§ Stated exercise
Copy all of the rows below verbatim, line for line, without changing anything.

Rows from a dataset
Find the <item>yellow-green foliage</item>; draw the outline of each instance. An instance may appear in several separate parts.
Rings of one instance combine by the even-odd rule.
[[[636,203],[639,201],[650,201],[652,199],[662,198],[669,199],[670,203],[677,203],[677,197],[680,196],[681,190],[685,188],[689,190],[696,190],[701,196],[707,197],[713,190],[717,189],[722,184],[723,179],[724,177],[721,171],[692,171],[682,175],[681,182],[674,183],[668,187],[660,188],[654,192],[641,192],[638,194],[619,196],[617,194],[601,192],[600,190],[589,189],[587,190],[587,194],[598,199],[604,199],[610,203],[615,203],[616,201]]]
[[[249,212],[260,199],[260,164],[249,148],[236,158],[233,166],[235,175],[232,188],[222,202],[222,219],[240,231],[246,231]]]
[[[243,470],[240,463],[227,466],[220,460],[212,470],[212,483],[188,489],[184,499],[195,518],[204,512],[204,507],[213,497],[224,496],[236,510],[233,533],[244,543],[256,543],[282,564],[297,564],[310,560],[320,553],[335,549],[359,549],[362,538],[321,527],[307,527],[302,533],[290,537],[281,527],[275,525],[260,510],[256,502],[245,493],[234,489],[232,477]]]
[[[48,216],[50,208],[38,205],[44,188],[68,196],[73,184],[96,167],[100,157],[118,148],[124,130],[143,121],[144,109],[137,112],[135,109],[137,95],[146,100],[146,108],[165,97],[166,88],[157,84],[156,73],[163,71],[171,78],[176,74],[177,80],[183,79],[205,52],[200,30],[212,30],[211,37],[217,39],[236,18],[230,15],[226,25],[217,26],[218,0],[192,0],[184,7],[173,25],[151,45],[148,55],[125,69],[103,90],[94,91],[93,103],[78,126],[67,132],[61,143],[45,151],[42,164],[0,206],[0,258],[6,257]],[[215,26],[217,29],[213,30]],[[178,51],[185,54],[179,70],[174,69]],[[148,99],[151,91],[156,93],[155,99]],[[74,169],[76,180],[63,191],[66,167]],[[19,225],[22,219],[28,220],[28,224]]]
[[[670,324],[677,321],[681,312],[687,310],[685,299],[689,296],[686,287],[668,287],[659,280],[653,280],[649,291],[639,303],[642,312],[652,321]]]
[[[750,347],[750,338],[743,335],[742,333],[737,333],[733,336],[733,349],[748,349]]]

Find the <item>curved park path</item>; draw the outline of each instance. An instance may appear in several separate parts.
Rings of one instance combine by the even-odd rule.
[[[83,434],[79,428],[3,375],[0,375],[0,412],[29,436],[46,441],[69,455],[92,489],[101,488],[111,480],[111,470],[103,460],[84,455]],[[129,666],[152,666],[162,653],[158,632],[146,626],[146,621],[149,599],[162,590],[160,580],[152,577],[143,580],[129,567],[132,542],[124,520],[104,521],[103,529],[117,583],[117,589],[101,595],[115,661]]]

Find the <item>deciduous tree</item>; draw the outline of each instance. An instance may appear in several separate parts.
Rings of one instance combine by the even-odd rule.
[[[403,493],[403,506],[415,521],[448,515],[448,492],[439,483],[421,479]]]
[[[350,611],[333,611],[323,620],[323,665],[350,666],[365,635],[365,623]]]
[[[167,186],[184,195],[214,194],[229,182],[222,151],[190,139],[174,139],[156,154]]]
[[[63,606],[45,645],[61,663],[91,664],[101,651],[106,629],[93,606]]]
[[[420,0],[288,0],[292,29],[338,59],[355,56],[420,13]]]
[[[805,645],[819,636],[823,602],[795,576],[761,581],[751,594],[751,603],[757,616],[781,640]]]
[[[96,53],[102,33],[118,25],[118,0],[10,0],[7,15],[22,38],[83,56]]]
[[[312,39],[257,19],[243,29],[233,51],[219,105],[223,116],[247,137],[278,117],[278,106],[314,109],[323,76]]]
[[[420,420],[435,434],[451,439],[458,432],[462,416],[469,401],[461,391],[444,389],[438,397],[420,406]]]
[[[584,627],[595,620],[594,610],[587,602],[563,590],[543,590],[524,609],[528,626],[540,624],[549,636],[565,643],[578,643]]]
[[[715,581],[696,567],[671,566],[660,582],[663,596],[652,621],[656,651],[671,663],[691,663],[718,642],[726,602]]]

§ Right answer
Find the <item>yellow-green foliage</item>; draw the outline of each instance. An instance may appear in several separate parts.
Rings of one instance combine by the even-odd rule.
[[[636,203],[639,201],[650,201],[652,199],[662,198],[669,199],[670,203],[677,203],[677,197],[680,196],[681,190],[685,188],[689,190],[696,190],[701,196],[707,197],[713,190],[717,189],[722,184],[723,179],[724,177],[721,171],[692,171],[682,175],[681,182],[674,183],[668,187],[660,188],[654,192],[641,192],[638,194],[619,196],[617,194],[601,192],[600,190],[589,189],[587,190],[587,194],[598,199],[604,199],[610,203],[615,203],[616,201]]]
[[[249,212],[260,199],[260,164],[249,148],[236,158],[233,166],[235,175],[232,188],[222,202],[222,219],[240,231],[246,231]]]
[[[243,470],[240,463],[227,466],[220,460],[212,470],[212,483],[188,489],[184,499],[195,518],[204,512],[204,507],[213,497],[224,496],[236,510],[233,533],[244,543],[256,543],[282,564],[297,564],[310,560],[320,553],[335,549],[359,549],[362,538],[321,527],[307,527],[302,533],[290,537],[281,527],[275,525],[260,510],[256,502],[245,493],[234,489],[232,477]]]
[[[48,216],[50,208],[38,205],[44,188],[68,196],[73,184],[96,167],[100,157],[118,148],[124,130],[143,121],[144,109],[137,112],[135,109],[137,95],[146,100],[146,108],[165,97],[166,88],[157,84],[156,73],[163,71],[171,78],[176,74],[177,80],[183,79],[205,52],[200,30],[212,30],[211,37],[217,39],[236,18],[230,15],[226,25],[217,26],[218,0],[192,0],[184,7],[173,25],[151,45],[148,55],[125,69],[103,90],[94,91],[93,103],[78,126],[67,132],[61,143],[45,151],[42,164],[0,206],[0,258],[6,257]],[[215,26],[217,29],[213,30]],[[178,51],[185,54],[179,70],[174,69]],[[148,99],[151,91],[156,93],[155,99]],[[74,169],[76,180],[63,191],[66,167]],[[19,225],[22,219],[28,220],[28,224]]]
[[[670,324],[677,321],[681,312],[687,310],[685,299],[689,296],[686,287],[668,287],[659,280],[653,280],[649,291],[639,303],[642,312],[652,321]]]
[[[750,347],[750,338],[743,335],[742,333],[737,333],[733,336],[733,349],[748,349]]]

Find the <item>curved park path</item>; draw the outline of each instance. An instance may appear in several separate parts.
Rings of one instance combine by the even-odd rule.
[[[83,434],[79,428],[3,375],[0,375],[0,412],[29,436],[46,441],[69,455],[92,489],[101,488],[111,480],[111,470],[103,460],[84,455]],[[129,666],[152,666],[162,653],[158,632],[146,626],[146,621],[149,599],[162,590],[160,580],[152,577],[143,580],[129,567],[132,542],[124,520],[104,521],[103,529],[117,583],[117,589],[101,595],[115,661]]]

Find the <item>deciduous tree</item>; draw the outline of each instance. An instance may appear in several separate parts.
Rings of one instance combine by the even-odd rule.
[[[403,493],[403,506],[415,521],[448,515],[448,492],[439,483],[421,479]]]
[[[350,611],[333,611],[323,620],[323,665],[350,666],[365,635],[365,623]]]
[[[167,186],[184,195],[214,194],[229,182],[222,151],[190,139],[174,139],[156,154]]]
[[[63,606],[45,645],[61,663],[91,664],[101,651],[106,629],[93,606]]]
[[[420,0],[288,0],[292,29],[338,59],[355,56],[420,13]]]
[[[805,645],[819,636],[823,602],[795,576],[761,581],[751,594],[751,603],[757,616],[781,640]]]
[[[96,53],[102,33],[118,25],[118,0],[10,0],[7,15],[22,38],[83,56]]]
[[[312,39],[257,19],[243,29],[233,51],[219,105],[223,116],[247,137],[278,117],[278,106],[314,109],[323,76]]]
[[[420,420],[435,434],[451,439],[458,432],[462,416],[469,401],[461,391],[444,389],[438,397],[420,406]]]
[[[584,627],[595,620],[594,610],[587,602],[563,590],[543,590],[524,609],[528,626],[540,624],[549,636],[565,643],[578,643]]]
[[[715,581],[696,567],[671,566],[660,582],[663,596],[652,621],[656,651],[671,663],[691,663],[718,642],[726,602]]]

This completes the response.